* **Passage**
****************
Jim "Happy" Harrigan has been banished to the basement of the Frankford Transportation Center. But the 35-year SEPTA veteran isn't being reprimanded or otherwise punished for some indiscretion; as a matter of fact, this underground office is his reward for being good at his job.

Harrigan, an Electrical and Mechanical Foreman, monitors and maintains the underground equipment, storage and mechanical rooms. The most important of these are the pump rooms. It's Harrigan's responsibility to keep SEPTA's subterranean tunnels dry so trolleys and trains on the Market-Frankford and Broad Street Lines are operational.

Harrigan, a Philadelphia native, is very familiar with this region's heavy rain and unpredictable snow and winter weather. He also knows water will always seek its lowest point, and an excess of water volume in the tunnels could severely impact service. With his dedicated millwrights, who are responsible for all mechanical and electrical underground equipment, Harrigan regularly inspects tunnel areas, while also staying tuned in to weather forecasts and any possible impact the weather could have on tunnel conditions.

Harrigan's crews, which are based in South Philadelphia and Frankford Transportation Center, work along with a roving crew, securing pump facilities.

"We have 22 pump rooms that we monitor and maintain," Harrigan said. "Water draining from the street often finds its way to the tunnels."

"People don't realize it takes less than 30 minutes for a tunnel to flood, with water coming down stairwells and through vents creating a critical situation," Harrigan added. "This can also create power failures, leading to service interruptions with trapped or injured passengers. The pumps allow us to re-direct the flow to the main city storm drains away from the tunnel and stations. My emergency response team is also dispatched to any affected area to make sure the system works as should. We never know what nature will hand us."
****************
* **Data rows**
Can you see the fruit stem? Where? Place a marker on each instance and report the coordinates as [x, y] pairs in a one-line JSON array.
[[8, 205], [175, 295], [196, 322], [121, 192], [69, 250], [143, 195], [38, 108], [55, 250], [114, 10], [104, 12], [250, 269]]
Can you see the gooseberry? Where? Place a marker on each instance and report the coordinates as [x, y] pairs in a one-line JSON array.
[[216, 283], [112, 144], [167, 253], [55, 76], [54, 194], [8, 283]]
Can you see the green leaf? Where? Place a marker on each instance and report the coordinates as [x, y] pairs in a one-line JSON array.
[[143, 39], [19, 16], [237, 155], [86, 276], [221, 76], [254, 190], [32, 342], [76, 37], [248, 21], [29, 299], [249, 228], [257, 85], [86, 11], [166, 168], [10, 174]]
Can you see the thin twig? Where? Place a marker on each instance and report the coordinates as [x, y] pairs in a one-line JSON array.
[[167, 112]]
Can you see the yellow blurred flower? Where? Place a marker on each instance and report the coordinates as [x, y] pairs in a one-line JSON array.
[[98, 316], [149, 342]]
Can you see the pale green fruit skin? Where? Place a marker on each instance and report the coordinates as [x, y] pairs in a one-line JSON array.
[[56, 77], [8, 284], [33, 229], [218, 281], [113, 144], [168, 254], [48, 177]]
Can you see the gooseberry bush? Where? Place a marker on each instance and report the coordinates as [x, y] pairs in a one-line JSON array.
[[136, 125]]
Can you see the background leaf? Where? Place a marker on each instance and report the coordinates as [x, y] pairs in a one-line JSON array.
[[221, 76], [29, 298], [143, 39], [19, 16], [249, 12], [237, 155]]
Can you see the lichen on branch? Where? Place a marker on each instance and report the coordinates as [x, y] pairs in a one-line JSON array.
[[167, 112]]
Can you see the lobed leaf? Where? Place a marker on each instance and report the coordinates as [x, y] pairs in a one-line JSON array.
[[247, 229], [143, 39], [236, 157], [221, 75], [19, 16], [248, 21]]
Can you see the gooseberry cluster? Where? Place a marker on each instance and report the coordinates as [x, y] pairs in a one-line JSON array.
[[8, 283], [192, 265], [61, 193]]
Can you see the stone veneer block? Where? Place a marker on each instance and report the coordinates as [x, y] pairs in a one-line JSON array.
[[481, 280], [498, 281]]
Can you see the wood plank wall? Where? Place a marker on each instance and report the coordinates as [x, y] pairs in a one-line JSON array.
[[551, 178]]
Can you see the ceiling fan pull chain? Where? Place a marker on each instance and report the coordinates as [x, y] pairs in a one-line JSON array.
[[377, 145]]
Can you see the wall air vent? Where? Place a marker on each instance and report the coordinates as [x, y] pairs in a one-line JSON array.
****************
* **Aim 1**
Using the article about Jim Harrigan, answer these:
(a) How many years has Harrigan worked at SEPTA?
(b) How many pump rooms do his crews monitor and maintain?
(c) How long does it take a tunnel to flood?
* **Aim 2**
Reproduce the records from the line containing "Can you see the lobed" through the end of the records.

* **Task solution 1**
(a) 35 years
(b) 22
(c) Less than 30 minutes

* **Task solution 2**
Can you see the lobed leaf? Where? Place a marker on each instance and report the coordinates as [x, y] pairs in a one-line JSON array.
[[247, 229], [143, 39], [236, 157], [221, 75], [19, 16], [248, 21]]
Can you see the gooseberry cluster? Where? Place a marker on each instance and report the coordinates as [x, y] pairs in a one-line JSON array.
[[8, 283], [192, 265], [61, 193]]
Can you see the stone veneer block? Where? Place a marker on each instance and report the coordinates as [x, y] pairs in a one-line JSON array.
[[481, 280], [498, 281]]
Can you see the wood plank wall? Where? Place a marker on each instance and report the coordinates as [x, y] pairs in a one-line JSON array.
[[551, 178]]
Can you see the ceiling fan pull chain? Where? Place a marker on each instance and report the coordinates as [x, y] pairs in a one-line JSON array.
[[377, 145]]
Can you see the wall air vent? Where? Place a marker on each instance and report the coordinates as [x, y] pairs in a one-line JSON array.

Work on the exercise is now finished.